Select every line below that contains the string "face" and copy each one in full. Letter case must match.

>> START

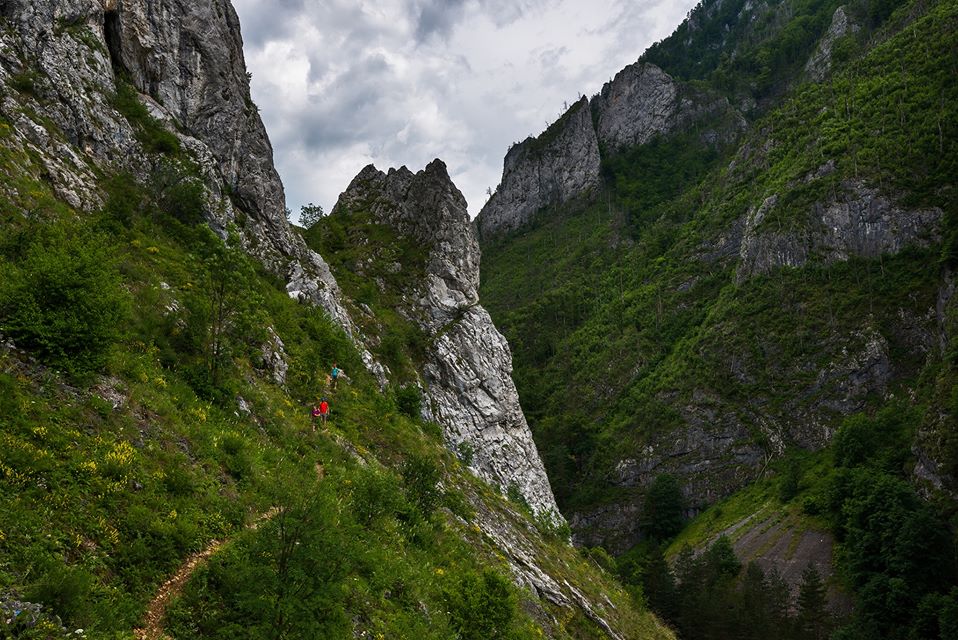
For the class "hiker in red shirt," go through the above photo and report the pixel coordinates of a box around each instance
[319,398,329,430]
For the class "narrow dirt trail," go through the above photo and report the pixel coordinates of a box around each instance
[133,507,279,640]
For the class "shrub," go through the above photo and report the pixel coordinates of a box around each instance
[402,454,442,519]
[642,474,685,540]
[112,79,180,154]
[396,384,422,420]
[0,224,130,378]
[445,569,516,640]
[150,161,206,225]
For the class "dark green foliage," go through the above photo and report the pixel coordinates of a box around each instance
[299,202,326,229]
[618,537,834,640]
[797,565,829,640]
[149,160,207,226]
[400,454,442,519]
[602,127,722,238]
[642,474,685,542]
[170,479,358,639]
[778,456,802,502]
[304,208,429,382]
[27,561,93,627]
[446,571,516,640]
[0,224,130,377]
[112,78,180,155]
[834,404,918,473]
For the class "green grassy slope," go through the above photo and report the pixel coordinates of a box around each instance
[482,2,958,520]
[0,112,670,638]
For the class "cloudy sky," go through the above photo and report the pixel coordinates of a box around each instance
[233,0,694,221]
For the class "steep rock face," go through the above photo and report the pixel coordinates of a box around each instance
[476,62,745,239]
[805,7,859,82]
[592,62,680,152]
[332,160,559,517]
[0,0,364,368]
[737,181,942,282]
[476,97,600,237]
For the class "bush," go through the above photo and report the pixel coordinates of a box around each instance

>> END
>> START

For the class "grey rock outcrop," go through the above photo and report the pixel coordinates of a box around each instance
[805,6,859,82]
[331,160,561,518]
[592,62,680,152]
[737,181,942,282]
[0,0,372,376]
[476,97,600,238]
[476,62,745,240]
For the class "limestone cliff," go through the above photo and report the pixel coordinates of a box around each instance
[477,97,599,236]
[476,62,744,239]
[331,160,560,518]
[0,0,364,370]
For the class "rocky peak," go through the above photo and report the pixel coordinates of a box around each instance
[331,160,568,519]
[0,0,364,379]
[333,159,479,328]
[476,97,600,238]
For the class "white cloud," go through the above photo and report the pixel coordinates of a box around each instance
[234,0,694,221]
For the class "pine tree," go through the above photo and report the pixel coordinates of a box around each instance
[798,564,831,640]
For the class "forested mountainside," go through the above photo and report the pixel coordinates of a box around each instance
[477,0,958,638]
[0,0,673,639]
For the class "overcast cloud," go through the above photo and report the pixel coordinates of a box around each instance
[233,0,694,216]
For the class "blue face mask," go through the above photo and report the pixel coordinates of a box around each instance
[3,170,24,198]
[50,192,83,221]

>> END
>> START

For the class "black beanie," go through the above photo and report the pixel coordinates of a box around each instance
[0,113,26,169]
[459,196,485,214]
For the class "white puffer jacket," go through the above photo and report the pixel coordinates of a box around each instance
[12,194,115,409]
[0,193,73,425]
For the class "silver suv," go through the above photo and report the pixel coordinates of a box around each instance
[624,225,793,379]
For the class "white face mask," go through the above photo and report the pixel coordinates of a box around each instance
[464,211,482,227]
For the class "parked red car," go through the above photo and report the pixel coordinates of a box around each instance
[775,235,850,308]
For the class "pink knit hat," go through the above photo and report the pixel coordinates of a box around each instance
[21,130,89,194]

>> END

▶ OUTPUT FOR THIS TASK
For the class "steep rock face," go through the above photo and report the pixel coordinates of a box around each instance
For the class "blue face mask," go through the above photo and report the pixel coordinates of a box around each instance
For the class "white face mask," go through the above photo and report the pixel coordinates of a box around each instance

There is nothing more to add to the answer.